── Material provided

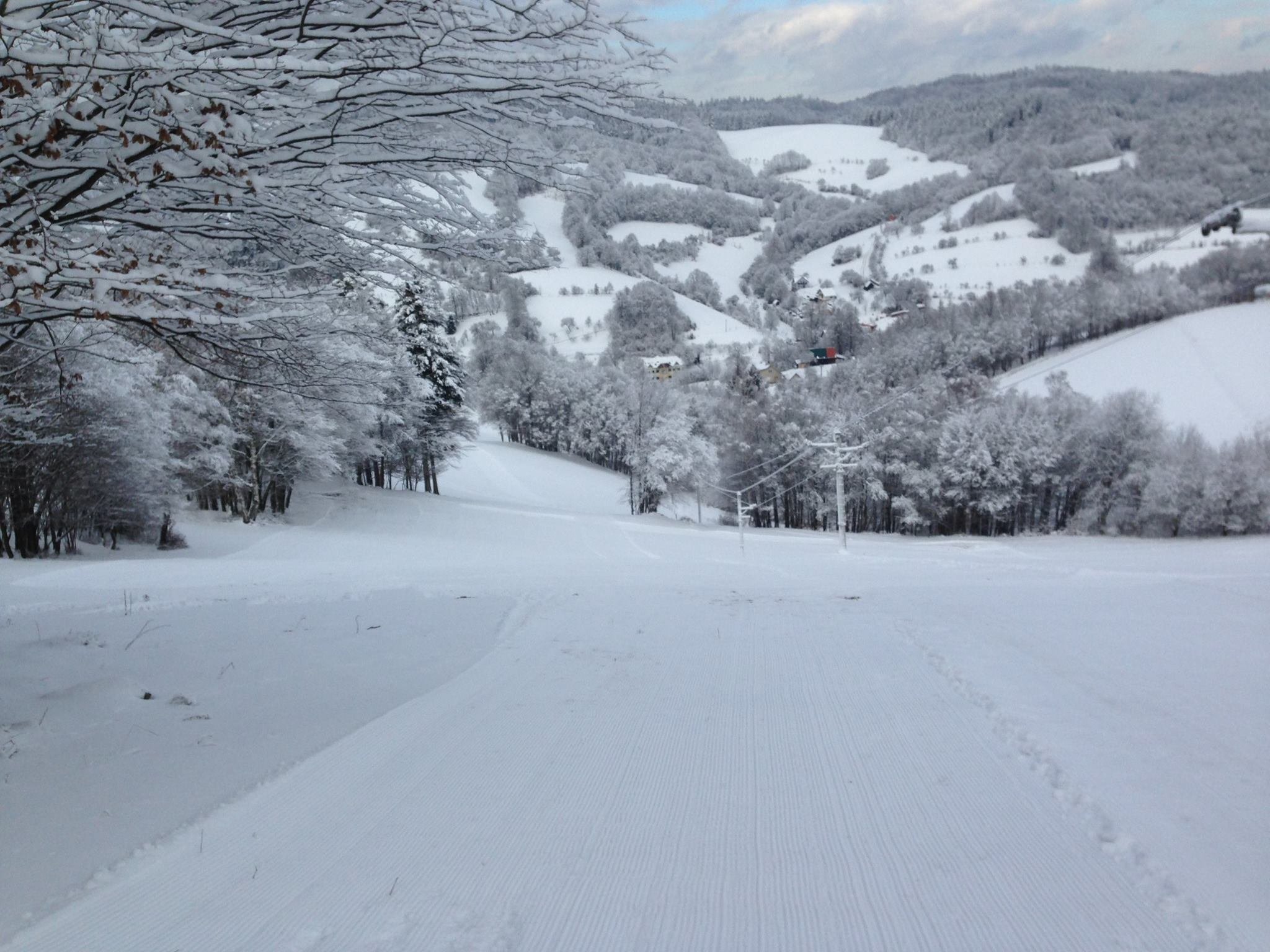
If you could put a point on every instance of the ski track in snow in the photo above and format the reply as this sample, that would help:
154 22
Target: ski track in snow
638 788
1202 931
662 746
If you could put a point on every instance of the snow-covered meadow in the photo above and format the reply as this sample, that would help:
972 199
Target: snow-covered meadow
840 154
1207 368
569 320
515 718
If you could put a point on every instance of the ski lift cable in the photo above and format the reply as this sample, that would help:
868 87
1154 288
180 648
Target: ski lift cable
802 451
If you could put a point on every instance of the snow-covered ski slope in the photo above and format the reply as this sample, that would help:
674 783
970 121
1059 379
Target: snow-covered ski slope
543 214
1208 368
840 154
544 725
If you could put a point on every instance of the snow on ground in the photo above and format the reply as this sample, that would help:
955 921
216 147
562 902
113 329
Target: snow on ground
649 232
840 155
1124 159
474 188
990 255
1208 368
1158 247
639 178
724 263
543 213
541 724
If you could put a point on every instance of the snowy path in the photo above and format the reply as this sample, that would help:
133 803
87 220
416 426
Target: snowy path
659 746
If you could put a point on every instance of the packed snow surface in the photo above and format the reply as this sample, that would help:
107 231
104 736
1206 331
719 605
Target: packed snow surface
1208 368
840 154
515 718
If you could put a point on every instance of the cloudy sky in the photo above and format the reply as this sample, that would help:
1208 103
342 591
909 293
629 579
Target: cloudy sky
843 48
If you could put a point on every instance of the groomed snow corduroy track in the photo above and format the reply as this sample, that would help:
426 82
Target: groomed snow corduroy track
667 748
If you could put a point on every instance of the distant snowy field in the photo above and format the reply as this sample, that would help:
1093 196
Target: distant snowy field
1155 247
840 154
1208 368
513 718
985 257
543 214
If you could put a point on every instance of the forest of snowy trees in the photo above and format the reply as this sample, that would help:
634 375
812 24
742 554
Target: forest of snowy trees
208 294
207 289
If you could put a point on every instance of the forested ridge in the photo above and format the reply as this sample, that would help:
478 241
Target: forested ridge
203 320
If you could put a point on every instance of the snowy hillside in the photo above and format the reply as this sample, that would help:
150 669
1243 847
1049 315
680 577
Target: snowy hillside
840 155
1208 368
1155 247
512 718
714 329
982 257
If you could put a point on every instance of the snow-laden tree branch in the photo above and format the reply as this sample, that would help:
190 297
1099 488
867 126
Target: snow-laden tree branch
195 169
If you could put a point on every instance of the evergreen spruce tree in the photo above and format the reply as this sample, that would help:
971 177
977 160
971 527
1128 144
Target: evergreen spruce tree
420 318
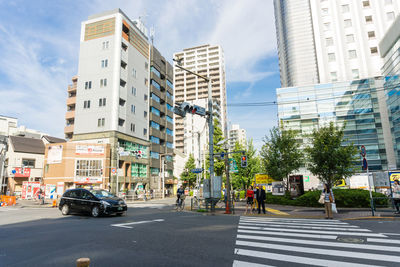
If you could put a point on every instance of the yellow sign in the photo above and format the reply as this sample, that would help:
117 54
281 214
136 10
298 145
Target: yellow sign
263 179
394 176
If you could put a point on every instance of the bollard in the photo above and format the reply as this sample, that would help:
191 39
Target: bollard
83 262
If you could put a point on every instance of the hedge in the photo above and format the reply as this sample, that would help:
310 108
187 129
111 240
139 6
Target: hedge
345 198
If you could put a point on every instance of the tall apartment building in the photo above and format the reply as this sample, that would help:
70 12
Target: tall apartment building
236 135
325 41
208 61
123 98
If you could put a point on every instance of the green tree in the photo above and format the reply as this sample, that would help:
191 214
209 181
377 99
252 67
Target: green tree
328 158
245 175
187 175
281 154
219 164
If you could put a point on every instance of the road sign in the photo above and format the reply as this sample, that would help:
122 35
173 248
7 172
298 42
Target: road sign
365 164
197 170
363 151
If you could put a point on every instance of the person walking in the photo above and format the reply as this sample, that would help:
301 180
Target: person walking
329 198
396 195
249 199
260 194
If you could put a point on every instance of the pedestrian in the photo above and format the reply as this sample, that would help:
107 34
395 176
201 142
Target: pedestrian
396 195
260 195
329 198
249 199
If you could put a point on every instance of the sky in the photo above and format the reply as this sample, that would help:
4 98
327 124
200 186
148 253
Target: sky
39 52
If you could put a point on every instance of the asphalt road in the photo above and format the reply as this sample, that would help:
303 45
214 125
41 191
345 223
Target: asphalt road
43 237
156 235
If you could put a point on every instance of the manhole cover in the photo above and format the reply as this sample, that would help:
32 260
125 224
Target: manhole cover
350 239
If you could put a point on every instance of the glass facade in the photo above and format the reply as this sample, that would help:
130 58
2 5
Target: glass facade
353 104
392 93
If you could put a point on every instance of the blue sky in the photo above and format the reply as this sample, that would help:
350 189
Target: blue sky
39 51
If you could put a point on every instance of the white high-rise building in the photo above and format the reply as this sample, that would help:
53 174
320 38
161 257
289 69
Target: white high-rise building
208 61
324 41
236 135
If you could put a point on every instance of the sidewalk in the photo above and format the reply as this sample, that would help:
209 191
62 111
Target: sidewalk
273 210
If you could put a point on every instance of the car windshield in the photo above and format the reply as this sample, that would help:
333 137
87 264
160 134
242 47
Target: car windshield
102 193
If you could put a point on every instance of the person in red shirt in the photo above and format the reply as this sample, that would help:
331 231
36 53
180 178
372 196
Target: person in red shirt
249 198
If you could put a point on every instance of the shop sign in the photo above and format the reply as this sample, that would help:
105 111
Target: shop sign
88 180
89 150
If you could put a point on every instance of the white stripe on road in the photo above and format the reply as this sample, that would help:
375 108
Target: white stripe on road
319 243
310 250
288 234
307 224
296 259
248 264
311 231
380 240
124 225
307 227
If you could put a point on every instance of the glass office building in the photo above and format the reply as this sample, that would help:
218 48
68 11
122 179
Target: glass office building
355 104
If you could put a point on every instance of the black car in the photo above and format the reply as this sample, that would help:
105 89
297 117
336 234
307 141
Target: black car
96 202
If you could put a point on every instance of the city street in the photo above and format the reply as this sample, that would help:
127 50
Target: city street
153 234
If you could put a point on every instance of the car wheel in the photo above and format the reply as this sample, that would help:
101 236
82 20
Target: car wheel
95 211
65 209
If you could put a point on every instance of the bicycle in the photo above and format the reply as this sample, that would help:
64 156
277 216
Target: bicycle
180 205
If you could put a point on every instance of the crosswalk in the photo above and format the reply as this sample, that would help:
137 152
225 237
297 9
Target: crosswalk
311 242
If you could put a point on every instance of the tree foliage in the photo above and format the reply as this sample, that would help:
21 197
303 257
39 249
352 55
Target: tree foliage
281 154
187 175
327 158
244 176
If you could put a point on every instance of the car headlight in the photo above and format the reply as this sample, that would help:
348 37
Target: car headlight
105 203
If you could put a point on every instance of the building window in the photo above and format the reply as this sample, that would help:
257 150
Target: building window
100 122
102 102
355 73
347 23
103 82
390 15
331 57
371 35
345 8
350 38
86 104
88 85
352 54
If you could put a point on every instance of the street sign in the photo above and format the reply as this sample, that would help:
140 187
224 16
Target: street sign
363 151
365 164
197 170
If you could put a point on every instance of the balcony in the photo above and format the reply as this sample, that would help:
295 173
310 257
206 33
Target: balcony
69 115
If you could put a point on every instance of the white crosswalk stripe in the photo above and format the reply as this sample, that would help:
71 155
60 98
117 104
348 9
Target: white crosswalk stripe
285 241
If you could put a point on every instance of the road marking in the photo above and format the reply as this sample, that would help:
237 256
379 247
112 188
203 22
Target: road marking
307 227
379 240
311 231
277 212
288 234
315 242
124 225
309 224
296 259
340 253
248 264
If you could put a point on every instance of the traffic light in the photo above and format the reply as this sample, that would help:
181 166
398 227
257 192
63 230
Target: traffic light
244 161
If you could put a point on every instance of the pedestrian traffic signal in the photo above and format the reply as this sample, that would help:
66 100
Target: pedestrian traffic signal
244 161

────

Aim of the exercise:
Only the pictures are to be left out; everything else in the entries above must be duplicated exactly.

Response to this task:
If you could put a point on every instance of the ski track in snow in the photo above and format the reply as this sample, that would help:
154 22
Target: ski track in snow
638 788
1202 931
662 746
If you could put a point on every instance of the snow-covered meadow in the photo above and format the reply as this sample, that would help:
972 199
Target: snow-covered meadow
840 154
1207 368
569 320
515 718
If you could put a point on every instance of the ski lift cable in the photo above and format the reply as this sample, that would help:
868 87
1154 288
180 648
Target: ski lift cable
802 451
If you could put a point on every instance of the snow-covered ski slope in the photo above and format the reply as this sample, that would help:
674 783
970 121
1059 379
Target: snow-covered ski slope
543 214
1208 368
840 154
544 725
If you could put a point on every instance of the snow on ground in the photo above and format the reply as this sample, that would help:
955 921
216 147
562 902
113 329
Target: snow on ground
649 232
840 155
1124 159
474 188
990 255
1208 368
1158 247
639 178
724 263
543 213
541 724
If you could put a point on every instance of the snowy path in the photo above and format the reply as this sample, that would help:
133 803
87 220
416 426
Target: snowy path
659 746
If you could put a point on every instance of the packed snow surface in the photo above and format the reply as this sample, that would help:
107 231
104 736
1206 331
719 605
Target: packed snow surface
1208 368
840 154
515 718
If you could put a point on every instance of the cloudy sky in the photo above and format the reply as this sample, that would help:
1208 103
342 591
909 293
629 579
Target: cloudy sky
843 48
If you could put a point on every instance of the groomed snow corduroy track in the photo above and format the reply as this sample, that would help:
426 82
Target: groomed snow corduroy track
667 748
If you could put a point on every instance of the distant snowy field in the photo above and format the reply as this sample, that would help:
1093 196
Target: distant snowy field
1155 247
840 154
1208 368
513 718
985 257
543 214
If you could put a point on every instance of the forest of snowy trees in the photo above and format the reply as this sample, that would help:
634 375
812 24
742 554
Target: forest of snowy trees
208 294
207 289
If you could put a point on every instance of the forested ridge in the photo above and format the reply as this sample, that would help:
478 241
Target: forested ridge
203 320
If you could put a point on every instance of the snowy hillside in the photo above and format the reply as this sample, that would help:
150 669
1243 847
1049 315
680 577
Target: snowy hillside
840 155
1208 368
1155 247
512 718
714 329
982 257
If you could put a point on every instance of the snow-laden tree branch in the photo above and format the reply as this sample, that would help:
190 297
1099 488
867 126
Target: snow-laden tree branch
195 169
If you could put a point on every instance of the evergreen spruce tree in the photo above and format the reply as this sample, that would help:
971 177
977 160
971 527
1128 144
Target: evergreen spruce tree
420 318
If you could put a point on every instance of the yellow sign in the photo above and format the reply as this sample, that would help:
117 54
281 214
136 10
298 145
Target: yellow sign
263 179
394 176
If you could put a point on every instance of the bollard in the photo above and format the reply as this sample, that would help:
191 39
Target: bollard
83 262
If you could put a point on every instance of the hedge in the photo above and format the reply as this sample, that would help:
310 108
187 129
111 240
139 6
Target: hedge
345 198
If you could put a point on every instance of the tall apartment building in the photo above and format the reply as this sample, that would help:
70 12
Target: tall apartment building
236 135
325 41
208 61
123 98
If you could put a point on every instance of the green tree in the photo above and format the reply as this sample, that would help:
191 214
209 181
377 99
252 67
Target: green tree
328 158
245 175
187 175
281 154
219 164
If you could put a point on every instance of the road sign in the photo above and format the reply as this sample, that would help:
122 35
173 248
7 172
298 42
Target: road sign
365 164
197 170
363 151
If you could put a point on every instance of the person walking in the photo above and format the reply as this sample, that would help:
301 180
Target: person walking
329 198
396 195
249 199
260 194
If you could put a point on every instance of the pedestrian in the photo above and format the reply as this sample, that would help:
107 34
395 176
201 142
Target: pedestrian
396 195
260 195
329 198
249 199
If you could put a point on every instance of the sky in the photo above and format the reply as this sample, that would help:
4 98
327 124
200 186
148 253
Target: sky
39 52
If you could put a point on every instance of the asphalt road in the photo above and format the reply as this sample, that would help:
303 45
214 125
41 191
345 223
Target: asphalt road
43 237
156 235
If you could put a point on every instance of the manhole cover in the photo above and format the reply as this sample, that would help:
32 260
125 224
Target: manhole cover
350 239
If you could put a point on every instance of the glass facade in the photo above and format the reply as this sample, that would help:
130 58
2 5
Target: glass facade
353 104
392 93
If you could put a point on every instance of the blue sky in the photo above and format the reply as this sample, that would help:
350 189
Target: blue sky
39 51
If you could put a point on every instance of the white high-rise building in the photo above and format the reply as this sample, that would help:
53 174
320 38
161 257
289 69
Target: white high-rise building
208 61
324 41
236 135
If you could put a point on every instance of the sidewalk in the photo above and format the reply as this sample, that would help:
209 191
62 111
Target: sidewalk
273 210
If you could put a point on every instance of the car windshield in the photo above and format the reply as this sample, that would help:
333 137
87 264
160 134
242 47
Target: car windshield
102 193
If you could put a point on every instance of the person in red shirt in the photo above and format the reply as this sample, that would help:
331 231
36 53
180 178
372 196
Target: person in red shirt
249 198
If you could put a point on every instance of the shop sign in the photo above and format the reply as this sample, that would help:
105 111
Target: shop sign
88 180
89 150
If you could put a point on every instance of the white stripe on road in the photo above and format the reply as this sample, that would help:
375 108
Target: white stripe on road
319 243
310 250
288 234
307 224
296 259
248 264
311 231
380 240
124 225
307 227
If you could put a point on every instance of the glass office building in the photo above and format the reply as this sample, that would help:
218 48
68 11
122 179
Target: glass office building
355 104
If you could put a point on every instance of the black car in the photo above and format the reply as this sample, that would help:
105 89
297 117
336 234
307 141
Target: black car
96 202
If you could put a point on every instance of the city street in the photo above and format the reply as this sample, that would help:
127 50
Target: city street
153 234
If you could put a point on every instance of the car wheel in the photo above and format the reply as this sample, that would help:
101 236
82 20
Target: car wheel
95 211
65 209
If you could put a point on every instance of the bicycle in the photo above and format the reply as this sample, that would help:
64 156
277 216
Target: bicycle
180 205
If you could put a point on every instance of the crosswalk in the photo above and format the reply as this sample, that would help:
137 152
225 237
297 9
Target: crosswalk
311 242
If you could put a point on every instance of the tree foliage in the photo above and format the reply as this sample, that would help:
21 197
303 257
39 249
352 55
Target: tree foliage
281 154
187 175
327 158
244 176
If you could put a point on every instance of the car headlight in the photo above and format the reply as this sample, that would help:
348 37
Target: car headlight
105 203
If you could put a point on every instance of the building window in the photo above and format the reply as this sample, that would help:
257 150
Target: building window
100 122
102 102
355 73
347 23
103 82
390 15
331 57
371 35
345 8
350 38
86 104
88 85
352 54
If you could put a point on every instance of the street sign in the photo above and format the reply as this sample, that would help:
140 187
224 16
Target: street sign
363 151
365 164
197 170
If you could put a point on every instance of the balcony in the photo above and format the reply as this sample, that would help:
295 173
310 257
206 33
Target: balcony
69 115
If you could put a point on every instance of the white crosswalk stripe in the photo above and format the reply as this sample, that would help:
71 155
60 98
117 104
348 9
Target: white crosswalk stripe
285 241
If you could put a point on every instance of the road marking in the photo above and format the reply as this sample, that would help:
237 256
379 247
112 188
203 22
Target: road marking
307 227
379 240
311 231
277 212
288 234
315 242
124 225
309 224
296 259
340 253
248 264
If you could put a point on every instance of the traffic light in the photo above and format the reply as this sample, that would help:
181 166
398 227
257 192
63 230
Target: traffic light
244 161
If you could put a point on every instance of the pedestrian traffic signal in the photo above and format the reply as this sample, that would help:
66 100
Target: pedestrian traffic signal
244 161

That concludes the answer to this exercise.